* **PAGE EXTRACT**
Github PK Tool:Github PK Tool

Null results for statistics parameters

CEPHAS-01 opened this issue · comments

Hi,

I just ran gfastats on a gfa file produced by hifiasm in trio mode to obtain the summary assembly statistics on scaffold length, N and L statistics etc. The command is as follows:

gfastats -f $inFile -t --stats > $outFile

The output I got is 0 for most of the parameters reported.

scaffolds 0

Total scaffold length 0
Average scaffold length nan
Scaffold N50 0
Scaffold auN 0.00
Scaffold L50 0
Largest scaffold 0
Smallest scaffold 0

contigs 0

Total contig length 0
Average contig length nan
Contig N50 0
Contig auN 0.00
Contig L50 0
Largest contig 0
Smallest contig 0

gaps in scaffolds 0

Total gap length in scaffolds 0
Average gap length in scaffolds 0.00
Gap N50 in scaffolds 0
Gap auN in scaffolds 0.00
Gap L50 in scaffolds 0
Largest gap in scaffolds 0
Smallest gap in scaffolds 0
Base composition (A:C:G:T) 0:0:0:0
GC content % nan

soft-masked bases 0

segments 21136

Total segment length 6154411558
Average segment length 291181.47

gaps 0

paths 0

edges 59590

Average degree 2.82

connected components 126

Largest connected component length 1596008570

dead ends 716

disconnected components 167

Total length disconnected components 115218292

separated components 293

bubbles 1052

circular segments 2

I am using the latest release (v1.3.6) of gfastats, extracted and compiled from the "gfastats.v1.3.6.tar.gz " file.

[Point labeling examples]
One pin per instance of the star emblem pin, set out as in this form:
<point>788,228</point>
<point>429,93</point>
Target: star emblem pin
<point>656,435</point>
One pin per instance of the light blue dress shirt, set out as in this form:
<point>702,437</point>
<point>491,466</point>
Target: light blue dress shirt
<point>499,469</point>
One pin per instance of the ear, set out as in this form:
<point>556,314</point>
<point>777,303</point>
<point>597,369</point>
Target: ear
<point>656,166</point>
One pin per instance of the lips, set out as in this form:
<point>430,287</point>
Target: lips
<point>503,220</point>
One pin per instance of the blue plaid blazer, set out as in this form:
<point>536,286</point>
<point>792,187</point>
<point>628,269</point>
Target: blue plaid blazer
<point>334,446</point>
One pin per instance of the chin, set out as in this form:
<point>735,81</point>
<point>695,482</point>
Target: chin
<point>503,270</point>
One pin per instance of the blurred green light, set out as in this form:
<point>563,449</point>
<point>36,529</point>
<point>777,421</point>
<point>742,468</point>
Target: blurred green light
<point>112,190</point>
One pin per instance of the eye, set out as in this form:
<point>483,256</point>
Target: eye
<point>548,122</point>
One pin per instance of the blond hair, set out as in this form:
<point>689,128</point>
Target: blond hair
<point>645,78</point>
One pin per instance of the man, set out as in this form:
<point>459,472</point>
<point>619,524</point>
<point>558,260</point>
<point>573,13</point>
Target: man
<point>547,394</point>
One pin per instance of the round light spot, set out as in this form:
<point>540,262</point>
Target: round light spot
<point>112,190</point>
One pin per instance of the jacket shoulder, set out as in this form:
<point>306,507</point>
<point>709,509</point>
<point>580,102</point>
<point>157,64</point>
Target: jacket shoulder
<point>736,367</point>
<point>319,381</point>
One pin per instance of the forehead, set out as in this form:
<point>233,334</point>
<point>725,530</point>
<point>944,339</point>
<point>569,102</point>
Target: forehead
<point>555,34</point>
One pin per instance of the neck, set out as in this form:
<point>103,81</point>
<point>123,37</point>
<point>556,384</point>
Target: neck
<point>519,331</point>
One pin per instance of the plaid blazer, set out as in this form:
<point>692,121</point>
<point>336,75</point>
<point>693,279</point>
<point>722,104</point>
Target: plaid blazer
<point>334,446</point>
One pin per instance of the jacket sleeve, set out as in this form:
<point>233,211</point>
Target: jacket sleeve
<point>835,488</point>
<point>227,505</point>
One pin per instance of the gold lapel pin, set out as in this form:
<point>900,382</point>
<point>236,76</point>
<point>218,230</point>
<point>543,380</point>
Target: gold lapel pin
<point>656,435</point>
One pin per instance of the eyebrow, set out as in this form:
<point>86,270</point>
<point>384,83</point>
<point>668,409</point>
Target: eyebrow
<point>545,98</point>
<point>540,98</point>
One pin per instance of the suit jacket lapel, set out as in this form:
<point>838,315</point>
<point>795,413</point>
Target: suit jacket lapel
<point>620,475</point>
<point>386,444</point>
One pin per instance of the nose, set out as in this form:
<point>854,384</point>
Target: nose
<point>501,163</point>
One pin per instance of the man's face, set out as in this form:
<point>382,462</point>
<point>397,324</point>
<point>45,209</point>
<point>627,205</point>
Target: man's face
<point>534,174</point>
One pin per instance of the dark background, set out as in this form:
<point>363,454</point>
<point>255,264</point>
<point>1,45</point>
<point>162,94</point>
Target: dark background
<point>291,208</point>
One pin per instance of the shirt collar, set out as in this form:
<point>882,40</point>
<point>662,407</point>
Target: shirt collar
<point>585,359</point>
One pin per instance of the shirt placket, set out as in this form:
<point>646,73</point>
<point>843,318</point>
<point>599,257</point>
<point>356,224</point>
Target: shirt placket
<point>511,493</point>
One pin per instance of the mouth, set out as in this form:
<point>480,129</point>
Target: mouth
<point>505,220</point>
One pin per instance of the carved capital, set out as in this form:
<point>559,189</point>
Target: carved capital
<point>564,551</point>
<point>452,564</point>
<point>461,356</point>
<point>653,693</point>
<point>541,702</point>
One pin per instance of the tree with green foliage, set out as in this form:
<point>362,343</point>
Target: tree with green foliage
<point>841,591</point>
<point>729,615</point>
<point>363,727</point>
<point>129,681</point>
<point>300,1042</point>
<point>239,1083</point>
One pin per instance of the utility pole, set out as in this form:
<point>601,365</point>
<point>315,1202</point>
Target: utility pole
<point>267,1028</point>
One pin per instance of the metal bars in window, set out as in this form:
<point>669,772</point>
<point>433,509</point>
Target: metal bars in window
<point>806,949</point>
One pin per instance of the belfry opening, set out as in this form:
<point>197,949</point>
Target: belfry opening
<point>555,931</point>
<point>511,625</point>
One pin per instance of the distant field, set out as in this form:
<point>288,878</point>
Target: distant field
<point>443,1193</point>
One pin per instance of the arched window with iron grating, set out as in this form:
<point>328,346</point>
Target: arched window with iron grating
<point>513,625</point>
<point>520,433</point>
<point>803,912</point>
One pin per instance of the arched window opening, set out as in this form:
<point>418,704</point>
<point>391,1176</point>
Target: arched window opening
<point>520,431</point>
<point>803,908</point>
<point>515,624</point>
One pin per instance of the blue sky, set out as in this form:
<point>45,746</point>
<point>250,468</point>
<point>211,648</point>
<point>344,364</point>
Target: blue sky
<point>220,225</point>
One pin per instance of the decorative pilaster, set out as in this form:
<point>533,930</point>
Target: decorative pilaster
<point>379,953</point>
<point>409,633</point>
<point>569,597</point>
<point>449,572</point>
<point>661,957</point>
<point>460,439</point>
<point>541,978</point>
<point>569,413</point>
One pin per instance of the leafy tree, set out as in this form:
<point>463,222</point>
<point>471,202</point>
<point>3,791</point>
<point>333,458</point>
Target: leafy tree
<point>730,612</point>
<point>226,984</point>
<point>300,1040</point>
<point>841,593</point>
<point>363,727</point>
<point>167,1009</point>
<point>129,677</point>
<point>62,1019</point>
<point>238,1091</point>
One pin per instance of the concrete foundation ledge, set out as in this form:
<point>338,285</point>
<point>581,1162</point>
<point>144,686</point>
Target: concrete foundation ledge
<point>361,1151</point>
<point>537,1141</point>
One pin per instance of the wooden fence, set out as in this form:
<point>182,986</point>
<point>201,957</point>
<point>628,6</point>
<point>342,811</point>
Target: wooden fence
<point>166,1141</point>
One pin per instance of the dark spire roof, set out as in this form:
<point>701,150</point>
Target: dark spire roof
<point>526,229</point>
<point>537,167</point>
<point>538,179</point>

* **COMPLETE THE FOLLOWING**
(1) Translate this sentence from the gfastats issue into Spanish: "The output I got is 0 for most of the parameters reported."
(2) Write out the part of the gfastats issue from "CEPHAS-01 opened this" to "the parameters reported.", changing nothing.

* **RESULTS**
(1) El resultado que obtuve es 0 para la mayoría de los parámetros reportados.

(2)
CEPHAS-01 opened this issue · comments

Hi,

I just ran gfastats on a gfa file produced by hifiasm in trio mode to obtain the summary assembly statistics on scaffold length, N and L statistics etc. The command is as follows:

gfastats -f $inFile -t --stats > $outFile

The output I got is 0 for most of the parameters reported.